### EXPLORE THE MATERIAL
- a) Repeat the portion of the passage below on China's canceled TV dating shows, starting with "In all the times" and going on through "of SARFT's action.".
- b) Go on with the passage below about China's canceled TV dating shows, picking up right after its final sentence.

(DOCUMENT EXCERPT)

After Chongqing TV's First Heartthrob (第一次心动), similar programs Guangdong TV's Date With Beauty (美丽新约) and Shenzhen TV's Super Date (超级情感对对碰) were ordered to stop broadcasting. In the eyes of viewers, they all share one quality: vulgarity. Actually, this vulgarity reflects a lack of creativity, duplicated content, impoverished ideas, and poor moral quality. As people wring their hands in frustration, has anyone asked what brought things to their present circumstances?
In all the times it has wielded the knife, SARFT has been the hero just this once. When it required TV hosts to dress properly, keep subdued hair-styles, and speak standard Mandarin, or when "Super Boys" was changed into "Happy Boys," everyone felt that it was abusing its power and meddling in things that were none of its business. But this time it has won wide acclaim. According to the results of a survey by China Youth Daily's survey center, 96.4% of those respondents who were aware of what First Heartthrob was cast their vote in support of SARFT's action.

(End DOCUMENT EXCERPT)
(SUPPLIED DATA)

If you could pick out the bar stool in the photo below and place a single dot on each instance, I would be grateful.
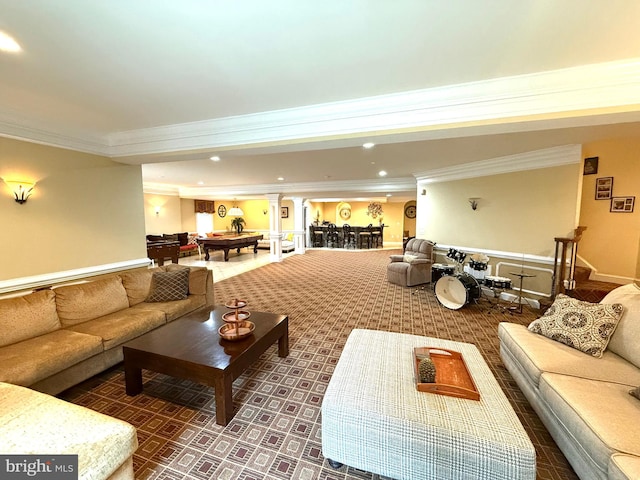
(348, 236)
(333, 238)
(365, 236)
(376, 236)
(316, 237)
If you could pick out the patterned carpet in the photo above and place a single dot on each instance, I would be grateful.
(275, 433)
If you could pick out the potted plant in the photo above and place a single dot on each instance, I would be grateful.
(237, 224)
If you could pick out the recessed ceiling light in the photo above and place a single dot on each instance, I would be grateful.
(8, 44)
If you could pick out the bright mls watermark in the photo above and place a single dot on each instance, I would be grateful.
(39, 467)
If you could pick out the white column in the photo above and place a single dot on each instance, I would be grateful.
(275, 227)
(298, 224)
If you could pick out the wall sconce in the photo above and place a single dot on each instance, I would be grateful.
(235, 211)
(21, 190)
(474, 203)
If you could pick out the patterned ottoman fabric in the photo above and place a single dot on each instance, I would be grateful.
(374, 419)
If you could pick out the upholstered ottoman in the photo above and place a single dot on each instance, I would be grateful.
(36, 423)
(374, 419)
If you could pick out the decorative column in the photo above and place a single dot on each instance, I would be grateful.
(275, 227)
(299, 229)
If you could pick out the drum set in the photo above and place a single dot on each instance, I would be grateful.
(455, 288)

(End SUPPLIED DATA)

### RESPONSES TO THE EXERCISE
- a)
In all the times it has wielded the knife, SARFT has been the hero just this once. When it required TV hosts to dress properly, keep subdued hair-styles, and speak standard Mandarin, or when "Super Boys" was changed into "Happy Boys," everyone felt that it was abusing its power and meddling in things that were none of its business. But this time it has won wide acclaim. According to the results of a survey by China Youth Daily's survey center, 96.4% of those respondents who were aware of what First Heartthrob was cast their vote in support of SARFT's action.

- b)
One gets the feeling that SARFT's policies are not stable: alternately strict and permissive, sometimes hitting the mark and sometimes going far afield. Or else that its policies have changed, turning to follow public opinion and only looking after those things that people complain most vociferously about. In fact, this is not the case. SARFT is a serious agency; there should be no doubt about the longevity of its policies and its ability to carry them out. The "meddlesome" image of the past has a cause-and-effect relationship with the "satisfy the people" image of today.
To make this easier to understand, let us look at a recent blog post from film star Jet Li. In the guise of discussing with his online friends how to shoot a movie, he expressed his long-held resentment at SARFT. Most of Jet Li's movies, from Bodyguard from Beijing through Danny the Dog, have not passed the censors. Fiction does not tally with the facts, but realism is too sensitive; Chinese police beating foreigners is no good, but having them beaten by foreigners is even worse. Setting the story on the mainland doesn't work, but you can't move it to Taiwan, so where are you going to shoot? Jet Li is at a loss. But there are answers. One is to work the "main theme," and the other is to do crappy costume dramas. Li's Fearless is a fusion of both - the story's weak, and it's full of sermonizing.
Jet Li gave an example: the movie Kiss of the Dragon was banned because Chinese cops fought and killed people overseas, and this harmed China's image. In the same movie, there was a scene in which he used a French national flag to beat French police. He asked producer Luc Besson whether this would get banned in France, and Besson told him to go ahead and fight, there wouldn't be a problem because the audience wouldn't confuse a movie with reality. Such a simple-sounding truth, but SARFT and the citizens nurtured by its policies cannot comprehend it.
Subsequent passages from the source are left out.